◆ **EXERCISE OBJECTIVE**:
Transcribe the part of the DynamoDB text starting with "With more than" and going on through "the necessary updates.".

◆ **PAGE TEXT**:
DynamoDB is a NoSQL database and therefore is very limited on how you can query data. It is not possible to perform aggregations such as max value from a table by directly calling the DynamoDB API. You will have to look to different tools and approaches to solve this problem.

There are a number of possible solutions you can consider:

Perform A Table Scan

With more than 100k items in your table this is likely a very bad idea. A table scan will read through every single item and you can have application side logic identify the maximum value. This really isn't a workable solution.

Materialized Index in DynamoDB

Depending on your use case you can use DynamoDB streams and a Lambda function to maintain an index in a separate DynamoDB table. If your table is write only, no updates and no deletions, you could store the maximum in a separate table and as new records get inserted you can compare them and perform the necessary updates.

This approach is workable under some constrained circumstances, but is not a generalized solution.

Perform Analytic using Amazon Redshift

DynamoDB is not meant to do analytical operations such as maximum, while Redshift is a very powerful big data platform that can perform these types of calculations with ease. Similar to the DynamoDB index, you can use DynamoDB streams to send data into Redshift as records get inserted to maintain a near real time copy of the table for analytical purposes.

If you are looking for more of an offline or analytical solution this is a good choice.

[Records from a collection]
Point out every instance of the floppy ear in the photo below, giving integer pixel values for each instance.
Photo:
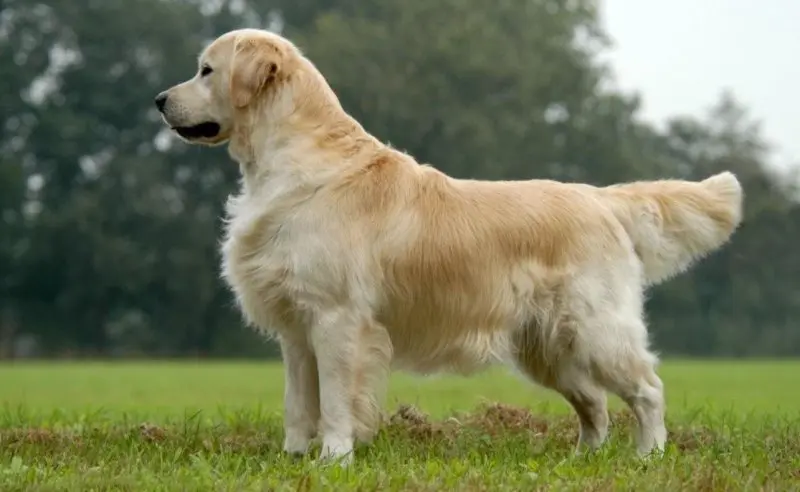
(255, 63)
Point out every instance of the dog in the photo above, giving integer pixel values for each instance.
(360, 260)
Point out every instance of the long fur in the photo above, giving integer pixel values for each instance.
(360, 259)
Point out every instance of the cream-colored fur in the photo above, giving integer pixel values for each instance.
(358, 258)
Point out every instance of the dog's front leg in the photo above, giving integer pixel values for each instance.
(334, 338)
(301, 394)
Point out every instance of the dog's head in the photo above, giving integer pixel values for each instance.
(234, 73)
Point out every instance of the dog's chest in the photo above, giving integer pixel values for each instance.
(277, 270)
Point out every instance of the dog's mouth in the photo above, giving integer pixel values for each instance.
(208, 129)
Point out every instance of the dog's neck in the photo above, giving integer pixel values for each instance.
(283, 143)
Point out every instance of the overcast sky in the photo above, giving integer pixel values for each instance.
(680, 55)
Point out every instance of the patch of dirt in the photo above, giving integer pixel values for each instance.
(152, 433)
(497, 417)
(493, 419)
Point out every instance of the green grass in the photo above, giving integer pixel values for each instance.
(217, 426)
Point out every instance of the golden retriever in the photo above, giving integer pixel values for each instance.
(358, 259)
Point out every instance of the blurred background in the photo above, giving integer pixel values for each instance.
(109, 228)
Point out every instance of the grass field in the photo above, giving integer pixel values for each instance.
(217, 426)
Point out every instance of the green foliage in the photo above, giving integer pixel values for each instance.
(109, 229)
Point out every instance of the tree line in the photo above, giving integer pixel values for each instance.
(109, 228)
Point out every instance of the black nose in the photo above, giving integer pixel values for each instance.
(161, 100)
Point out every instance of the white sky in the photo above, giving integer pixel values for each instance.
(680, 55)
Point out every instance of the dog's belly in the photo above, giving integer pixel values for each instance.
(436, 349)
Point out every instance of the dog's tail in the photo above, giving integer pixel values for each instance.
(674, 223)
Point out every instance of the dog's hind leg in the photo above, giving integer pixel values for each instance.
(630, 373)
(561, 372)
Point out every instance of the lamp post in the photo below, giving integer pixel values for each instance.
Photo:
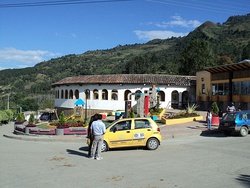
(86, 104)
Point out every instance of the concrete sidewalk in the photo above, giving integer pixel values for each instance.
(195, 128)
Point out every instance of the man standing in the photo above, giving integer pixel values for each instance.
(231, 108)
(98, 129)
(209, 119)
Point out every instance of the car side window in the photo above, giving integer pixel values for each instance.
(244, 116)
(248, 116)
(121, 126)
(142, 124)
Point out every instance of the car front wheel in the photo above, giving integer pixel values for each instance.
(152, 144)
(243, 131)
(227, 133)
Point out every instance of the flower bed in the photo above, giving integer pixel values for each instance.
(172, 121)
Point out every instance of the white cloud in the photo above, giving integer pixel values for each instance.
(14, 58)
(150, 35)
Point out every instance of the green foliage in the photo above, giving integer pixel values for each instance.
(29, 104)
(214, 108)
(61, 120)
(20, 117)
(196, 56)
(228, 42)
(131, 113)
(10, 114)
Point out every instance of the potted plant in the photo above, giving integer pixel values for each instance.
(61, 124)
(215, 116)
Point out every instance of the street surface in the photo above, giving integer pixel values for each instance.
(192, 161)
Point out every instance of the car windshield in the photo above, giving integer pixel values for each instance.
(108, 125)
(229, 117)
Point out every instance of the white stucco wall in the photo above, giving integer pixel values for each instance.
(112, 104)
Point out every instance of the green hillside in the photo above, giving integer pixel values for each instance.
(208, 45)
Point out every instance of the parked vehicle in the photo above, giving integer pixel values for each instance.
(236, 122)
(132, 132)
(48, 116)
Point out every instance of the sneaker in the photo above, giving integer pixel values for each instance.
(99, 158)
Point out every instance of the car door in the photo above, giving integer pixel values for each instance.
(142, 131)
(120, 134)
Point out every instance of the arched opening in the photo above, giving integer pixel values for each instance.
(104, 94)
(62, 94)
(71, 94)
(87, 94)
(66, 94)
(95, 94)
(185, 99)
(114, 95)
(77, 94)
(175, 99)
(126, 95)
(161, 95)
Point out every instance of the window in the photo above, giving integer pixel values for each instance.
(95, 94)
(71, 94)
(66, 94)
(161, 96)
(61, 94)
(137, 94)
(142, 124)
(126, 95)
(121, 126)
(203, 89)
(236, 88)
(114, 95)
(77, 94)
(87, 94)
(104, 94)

◆ **EXERCISE ANSWER**:
With more than 100k items in your table this is likely a very bad idea. A table scan will read through every single item and you can have application side logic identify the maximum value. This really isn't a workable solution.

Materialized Index in DynamoDB

Depending on your use case you can use DynamoDB streams and a Lambda function to maintain an index in a separate DynamoDB table. If your table is write only, no updates and no deletions, you could store the maximum in a separate table and as new records get inserted you can compare them and perform the necessary updates.